== Information provided ==
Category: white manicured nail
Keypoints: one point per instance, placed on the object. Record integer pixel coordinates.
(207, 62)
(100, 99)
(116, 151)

== Required task ==
Rewrite the listing with "manicured" swapped for "polished", keeping everything else the same.

== The completed task ==
Category: white polished nail
Keypoints: one point per instance, placed on the object. Record integer pixel coordinates.
(207, 62)
(100, 99)
(116, 151)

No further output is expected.